It is going to be an interesting book, as I am interested in both SDN and BigData, and this is a topic that covers both.

Monday, August 15, 2016

How not to send a follow up (marketing / sales) email

Today I received another follow up email. Ever since I came to the US, I am getting many of these. This is probably the worst follow up email I received from a big company. I previously had received emails from some other companies. They were better in nature. At one instance, one company was too eager in sales email and sent more email even after I clearly indicated I am no longer evaluating them since I am busy. But this takes everything to new level.
Creepy and lazy follow up email hurts more than helps

So the title says "follow up from download". First no proper title - no correct capitalization.

The email starts with Hi {FirstName}. They are too lazy to check the email formatter. Just like you would spend time on testing the product, please spend time on testing these email sender programs. That will help you a lot.

"Saw you had a chance to download.."
Comes to the point too quick. Somewhat scary, and reads like someone was monitoring/watching/seeing my whole activity.

".. download our Community Edition (M3)"
I swear to the God that I do not remember what product he is referring to. It would be better, if you mention the product name instead of only "Community Edition". M3 can even be omitted.

"A lot of our customers are happy with community support. However, some have come back asking to provide enterprise grade support. We're pleased to announce we now support enterprise grade.."
The fact that "some have come back asking for paid support" does not motivate me to get it. There is no new information provided to arouse my curiosity or interest, except some filler sentence.

"I can fill you in on details if you're interested."
No thanks. I am not going to waste time dealing with automated telephone calls or more emails. In fact, I am not going to reply a "No thanks" either. This blog post should be sufficient.

"Do you have time to connect sometime this week?"
Certainly not. Why would I connect with some emailing bot for no reason?

* **PROBLEMS TO WORK ON**
1. In the post on follow-up emails, what title does the received email have?
2. Write out the post on follow-up emails again, starting at "Today I received" and ending at "help you a lot.", and switch "email formatter" to "mail merge template".
The records have no connection to the post on follow-up emails.

* **Dataset excerpts**

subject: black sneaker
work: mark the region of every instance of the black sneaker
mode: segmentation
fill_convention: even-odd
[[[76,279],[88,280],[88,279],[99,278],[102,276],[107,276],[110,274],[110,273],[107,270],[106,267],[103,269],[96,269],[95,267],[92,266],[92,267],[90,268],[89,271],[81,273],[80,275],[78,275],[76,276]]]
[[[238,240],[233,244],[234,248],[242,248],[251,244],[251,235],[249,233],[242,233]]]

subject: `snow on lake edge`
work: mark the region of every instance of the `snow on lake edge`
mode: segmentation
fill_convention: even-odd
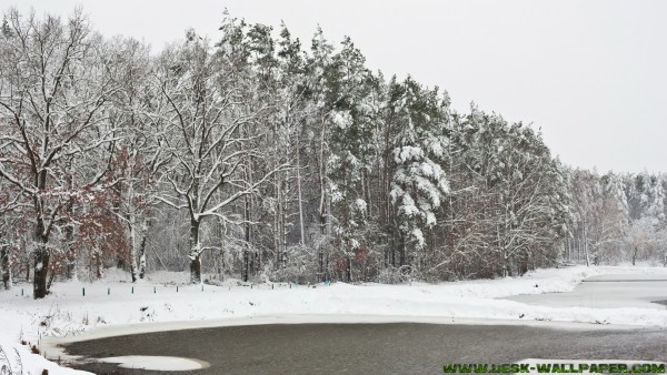
[[[39,339],[43,336],[72,337],[86,331],[107,332],[131,325],[133,333],[152,326],[151,330],[168,328],[171,323],[187,327],[208,324],[222,325],[211,320],[237,324],[252,324],[259,317],[289,316],[290,322],[318,320],[345,321],[347,323],[386,322],[394,318],[400,322],[426,321],[426,323],[500,323],[504,321],[525,322],[581,322],[615,325],[667,326],[667,311],[650,308],[581,308],[528,306],[498,297],[551,292],[569,292],[586,277],[601,274],[655,274],[667,276],[661,267],[566,267],[539,270],[524,277],[506,277],[491,281],[467,281],[442,284],[412,283],[411,285],[384,285],[367,283],[349,285],[344,283],[316,287],[287,284],[261,284],[239,286],[230,280],[225,285],[166,285],[159,281],[169,280],[160,275],[158,281],[142,281],[129,284],[121,281],[96,283],[69,282],[54,284],[53,293],[44,300],[34,301],[20,295],[18,284],[12,291],[0,292],[0,341],[6,349],[20,339],[39,343],[42,354],[57,357]],[[180,273],[178,274],[180,275]],[[310,316],[310,317],[309,317]],[[347,317],[338,320],[336,317]],[[430,317],[430,320],[429,320]],[[492,321],[488,321],[492,320]],[[181,322],[179,325],[178,322]],[[271,320],[269,318],[270,324]],[[275,322],[275,323],[283,323]],[[587,325],[588,326],[588,325]],[[94,328],[94,330],[92,330]],[[100,330],[101,328],[101,330]],[[122,330],[116,330],[121,332]],[[58,339],[56,339],[58,341]],[[49,339],[49,342],[53,342]],[[43,347],[42,347],[43,346]],[[50,346],[50,345],[49,345]],[[21,347],[26,349],[24,347]],[[51,354],[49,354],[51,352]],[[36,357],[36,358],[33,358]],[[47,362],[30,355],[37,366],[47,367]],[[51,365],[51,364],[49,364]],[[68,374],[54,372],[50,374]]]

* **REPLIES**
1. "follow up from download"

2.
Today I received another follow up email. Ever since I came to the US, I am getting many of these. This is probably the worst follow up email I received from a big company. I previously had received emails from some other companies. They were better in nature. At one instance, one company was too eager in sales email and sent more email even after I clearly indicated I am no longer evaluating them since I am busy. But this takes everything to new level.
Creepy and lazy follow up email hurts more than helps

So the title says "follow up from download". First no proper title - no correct capitalization.

The email starts with Hi {FirstName}. They are too lazy to check the mail merge template. Just like you would spend time on testing the product, please spend time on testing these email sender programs. That will help you a lot.